I sovietici giunsero alla fase finale in Italia degli Europei del 1968, che si disputò a partire dalle semifinali come nell'edizione precedente. Vinsero con facilità il primo girone di qualificazione e nei quarti eliminarono l'Ungheria vincendo in casa 3-0 dopo la sconfitta per 2-0 subita all'andata. In semifinale affrontarono a Napoli l'Italia, mantenendo lo 0-0 fino alla fine dei supplementari e finendo eliminati per sorteggio con il lancio della monetina al termine dell'incontro. Tre giorni dopo persero 2-0 la finale per il terzo posto contro i campioni del mondo dell'Inghilterra.
La Nazionale sovietica si qualificò anche per la fase finale dei Mondiali del Messico del 1970, dove vinse il proprio girone. Nei quarti fu eliminata dall'Uruguay che vinse 1-0 segnando il gol al negli ultimi minuti dei tempi supplementari. Nelle qualificazioni per gli Europei del 1972, i sovietici vinsero il proprio gruppo eliminando tra le altre la forte Spagna. Nei quarti pareggiarono fuori casa 0-0 con la Jugoslavia che sconfissero 3-0 nell'incontro di ritorno a Mosca. La fase finale fu disputata in Belgio e l'Unione Sovietica batté in semifinale l'Ungheria per 1-0, prima di arrendersi in finale alla Germania Ovest che si impose per 3-0. La selezione fu guidata dal tecnico Aleksandr Ponomarëv, che quello stesso anno con la Nazionale olimpica vinse la medaglia di bronzo alle Olimpiadi di Monaco.
Nel torneo olimpico si mise in luce il diciannovenne ucraino Oleh Blochin segnando 6 reti e finendo terzo nella classifica cannonieri; negli anni successivi sarebbe diventato uno dei più grandi giocatori sovietici di tutti i tempi e avrebbe vinto il Pallone d'oro 1975. Il giocatore proveniva dalla Dinamo Kiev, che proprio in quegli anni iniziò a dominare il campionato sovietico e i suoi giocatori avrebbero costituito l'ossatura della Nazionale fino allo scioglimento dell'Unione Sovietica nel 1991.

══════════════════════════════

Cosa fare.
a. Ripeti alla lettera il passo del testo sulla Nazionale sovietica da "Nel torneo olimpico" fino a "Sovietica nel 1991." compreso.
b. Rispondi alle seguenti domande basandoti sul testo sulla Nazionale sovietica:
(i) In quale città i sovietici affrontarono l'Italia nella semifinale degli Europei del 1968?
(ii) Quale squadra sconfisse l'Unione Sovietica nella finale degli Europei del 1972, e con quale punteggio?
(iii) Quante reti segnò Oleh Blochin nel torneo olimpico?
c. Riassumi il testo sulla Nazionale sovietica in due frasi.
Il materiale riportato di seguito non ha alcun ruolo in questo lavoro.

Righe di dati
══════════════════════════════

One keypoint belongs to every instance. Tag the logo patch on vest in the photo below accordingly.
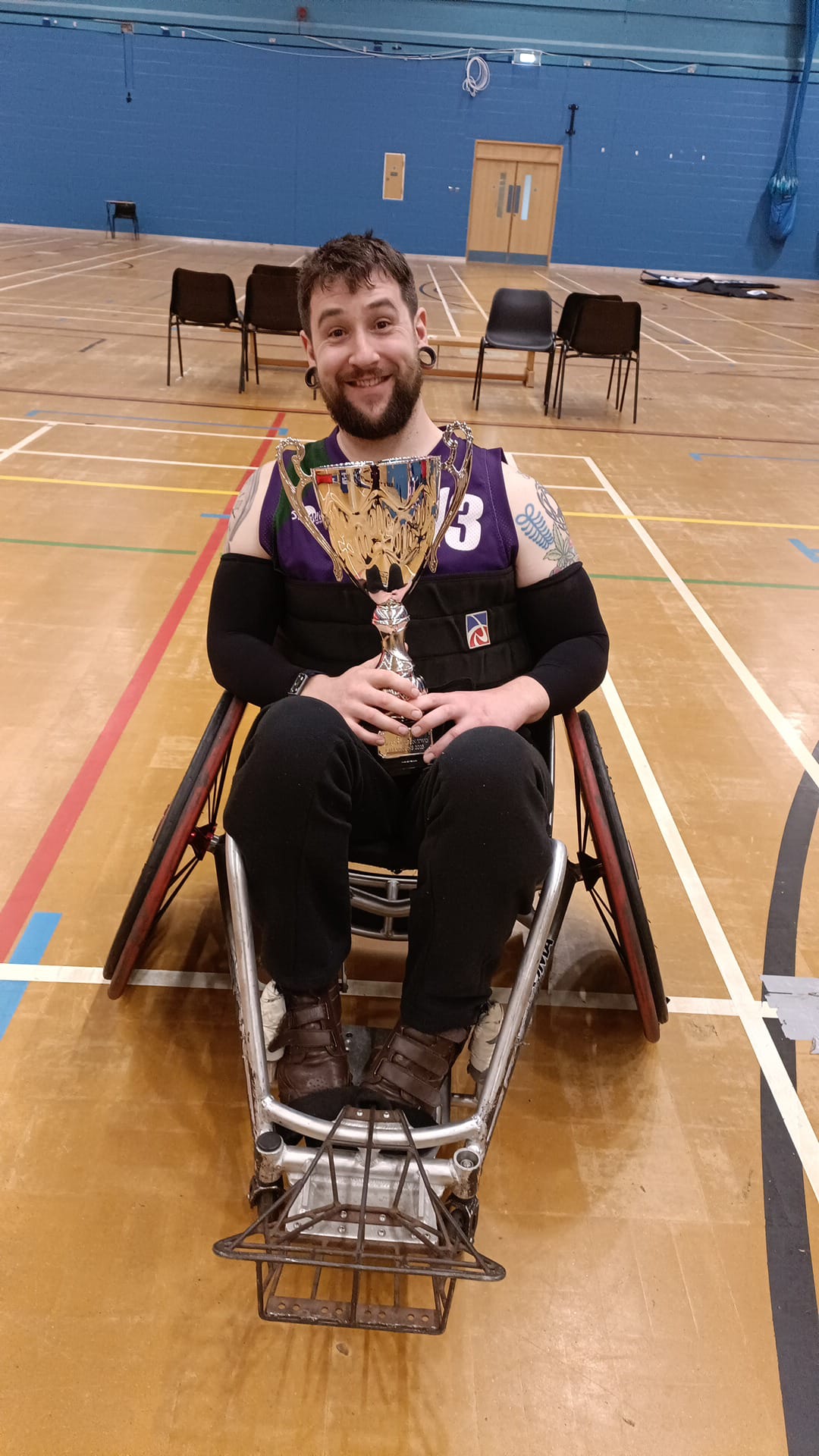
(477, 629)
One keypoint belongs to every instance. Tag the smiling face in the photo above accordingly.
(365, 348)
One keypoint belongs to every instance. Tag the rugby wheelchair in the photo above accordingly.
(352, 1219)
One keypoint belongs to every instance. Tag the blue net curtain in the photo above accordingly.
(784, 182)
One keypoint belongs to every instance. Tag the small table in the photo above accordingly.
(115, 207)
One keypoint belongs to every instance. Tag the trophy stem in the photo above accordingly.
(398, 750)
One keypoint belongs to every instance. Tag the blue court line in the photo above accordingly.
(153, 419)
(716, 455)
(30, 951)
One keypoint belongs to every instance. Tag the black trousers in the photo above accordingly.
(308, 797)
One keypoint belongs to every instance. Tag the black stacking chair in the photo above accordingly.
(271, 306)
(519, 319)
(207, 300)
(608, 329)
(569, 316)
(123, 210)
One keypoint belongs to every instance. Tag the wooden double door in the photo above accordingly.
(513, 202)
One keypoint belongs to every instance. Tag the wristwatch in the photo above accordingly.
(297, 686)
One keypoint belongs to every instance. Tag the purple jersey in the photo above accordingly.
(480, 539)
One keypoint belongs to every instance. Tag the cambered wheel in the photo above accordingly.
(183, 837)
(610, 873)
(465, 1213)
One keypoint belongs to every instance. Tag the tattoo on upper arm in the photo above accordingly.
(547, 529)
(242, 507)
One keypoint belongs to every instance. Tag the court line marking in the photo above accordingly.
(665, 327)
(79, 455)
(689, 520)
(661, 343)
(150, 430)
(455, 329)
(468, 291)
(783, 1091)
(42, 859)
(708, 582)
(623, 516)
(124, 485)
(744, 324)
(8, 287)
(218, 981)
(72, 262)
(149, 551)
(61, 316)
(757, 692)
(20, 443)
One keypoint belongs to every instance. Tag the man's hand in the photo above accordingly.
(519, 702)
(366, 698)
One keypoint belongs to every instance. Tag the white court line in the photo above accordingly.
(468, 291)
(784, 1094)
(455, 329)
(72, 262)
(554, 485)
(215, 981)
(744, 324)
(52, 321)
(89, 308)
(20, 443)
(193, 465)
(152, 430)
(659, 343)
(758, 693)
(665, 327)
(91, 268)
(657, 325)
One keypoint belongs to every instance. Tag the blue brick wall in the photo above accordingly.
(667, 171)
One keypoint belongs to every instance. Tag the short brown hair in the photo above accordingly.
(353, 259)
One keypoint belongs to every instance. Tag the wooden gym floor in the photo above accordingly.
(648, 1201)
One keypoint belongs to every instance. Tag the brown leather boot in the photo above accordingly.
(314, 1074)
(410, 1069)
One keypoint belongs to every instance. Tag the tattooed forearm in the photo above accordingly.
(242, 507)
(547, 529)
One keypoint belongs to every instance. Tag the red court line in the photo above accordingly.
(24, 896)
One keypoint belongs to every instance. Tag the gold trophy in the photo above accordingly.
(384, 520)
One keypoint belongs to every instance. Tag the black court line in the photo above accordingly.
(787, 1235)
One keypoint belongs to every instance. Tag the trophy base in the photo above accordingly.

══════════════════════════════

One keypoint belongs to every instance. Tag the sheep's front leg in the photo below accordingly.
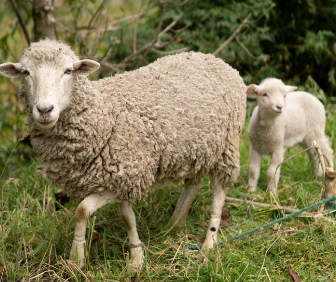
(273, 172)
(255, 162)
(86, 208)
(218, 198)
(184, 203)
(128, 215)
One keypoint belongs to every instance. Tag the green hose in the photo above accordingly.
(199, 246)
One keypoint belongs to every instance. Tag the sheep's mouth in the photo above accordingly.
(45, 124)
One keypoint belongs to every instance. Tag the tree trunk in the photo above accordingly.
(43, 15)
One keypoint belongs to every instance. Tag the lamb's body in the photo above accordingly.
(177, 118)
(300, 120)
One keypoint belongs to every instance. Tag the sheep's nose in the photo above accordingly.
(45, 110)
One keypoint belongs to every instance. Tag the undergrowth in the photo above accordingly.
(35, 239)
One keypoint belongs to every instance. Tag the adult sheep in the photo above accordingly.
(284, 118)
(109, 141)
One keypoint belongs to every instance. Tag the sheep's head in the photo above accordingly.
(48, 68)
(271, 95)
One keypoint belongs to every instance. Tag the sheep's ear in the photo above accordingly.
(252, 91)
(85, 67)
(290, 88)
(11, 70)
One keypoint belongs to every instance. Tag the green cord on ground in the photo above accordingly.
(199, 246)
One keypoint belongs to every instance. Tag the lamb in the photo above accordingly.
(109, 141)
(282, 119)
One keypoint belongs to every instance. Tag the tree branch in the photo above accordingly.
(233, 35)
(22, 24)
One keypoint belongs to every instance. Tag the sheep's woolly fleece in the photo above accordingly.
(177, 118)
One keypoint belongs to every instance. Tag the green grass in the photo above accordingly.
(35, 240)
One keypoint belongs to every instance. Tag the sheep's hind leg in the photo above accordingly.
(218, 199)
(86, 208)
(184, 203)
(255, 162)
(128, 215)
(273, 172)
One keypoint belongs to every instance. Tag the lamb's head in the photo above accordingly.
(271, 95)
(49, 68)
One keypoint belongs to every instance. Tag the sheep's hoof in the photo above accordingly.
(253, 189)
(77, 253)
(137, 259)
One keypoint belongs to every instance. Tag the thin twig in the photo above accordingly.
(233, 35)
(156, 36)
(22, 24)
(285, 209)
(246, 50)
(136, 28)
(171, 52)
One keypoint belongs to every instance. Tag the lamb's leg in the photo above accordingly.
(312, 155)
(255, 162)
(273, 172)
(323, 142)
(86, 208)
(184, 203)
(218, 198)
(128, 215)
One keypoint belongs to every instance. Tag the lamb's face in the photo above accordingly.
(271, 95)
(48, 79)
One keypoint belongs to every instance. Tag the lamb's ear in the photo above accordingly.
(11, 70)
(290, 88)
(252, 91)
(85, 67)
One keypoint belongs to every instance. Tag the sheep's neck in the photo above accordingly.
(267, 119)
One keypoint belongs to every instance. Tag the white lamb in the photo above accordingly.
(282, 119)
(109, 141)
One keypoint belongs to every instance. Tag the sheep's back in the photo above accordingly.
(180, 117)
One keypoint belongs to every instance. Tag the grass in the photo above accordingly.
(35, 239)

══════════════════════════════

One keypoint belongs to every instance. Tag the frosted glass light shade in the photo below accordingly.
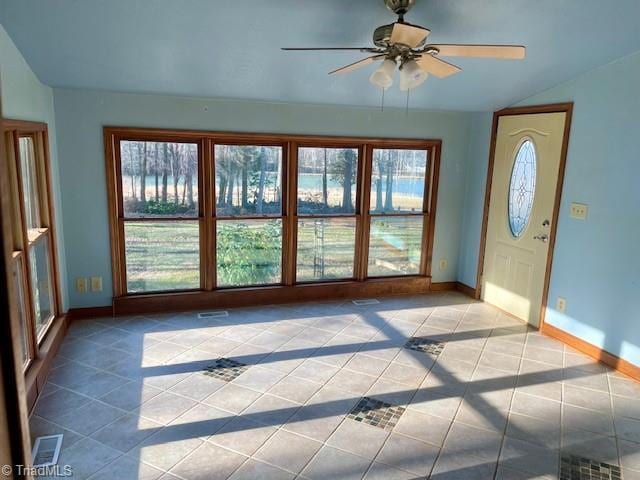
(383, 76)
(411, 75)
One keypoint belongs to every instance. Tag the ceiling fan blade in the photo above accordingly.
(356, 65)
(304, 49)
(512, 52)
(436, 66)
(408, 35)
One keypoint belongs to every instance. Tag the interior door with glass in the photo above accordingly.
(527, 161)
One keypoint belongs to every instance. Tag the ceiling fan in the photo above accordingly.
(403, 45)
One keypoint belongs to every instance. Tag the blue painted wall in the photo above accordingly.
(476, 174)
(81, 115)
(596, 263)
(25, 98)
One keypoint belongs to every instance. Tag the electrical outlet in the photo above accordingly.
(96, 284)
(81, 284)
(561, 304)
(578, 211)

══════════════════════════════

Compiti risolti.
a.
Nel torneo olimpico si mise in luce il diciannovenne ucraino Oleh Blochin segnando 6 reti e finendo terzo nella classifica cannonieri; negli anni successivi sarebbe diventato uno dei più grandi giocatori sovietici di tutti i tempi e avrebbe vinto il Pallone d'oro 1975. Il giocatore proveniva dalla Dinamo Kiev, che proprio in quegli anni iniziò a dominare il campionato sovietico e i suoi giocatori avrebbero costituito l'ossatura della Nazionale fino allo scioglimento dell'Unione Sovietica nel 1991.

b.
(i) A Napoli.
(ii) La Germania Ovest, per 3-0.
(iii) 6 reti.

c. Agli Europei del 1968 l'Unione Sovietica fu eliminata in semifinale dall'Italia per sorteggio e perse la finale per il terzo posto contro l'Inghilterra, mentre ai Mondiali del 1970 uscì nei quarti contro l'Uruguay. Agli Europei del 1972, guidata da Aleksandr Ponomarëv, arrivò in finale ma fu battuta 3-0 dalla Germania Ovest; in quegli anni si mise in luce Oleh Blochin della Dinamo Kiev, squadra i cui giocatori avrebbero costituito l'ossatura della Nazionale fino allo scioglimento dell'Unione Sovietica nel 1991.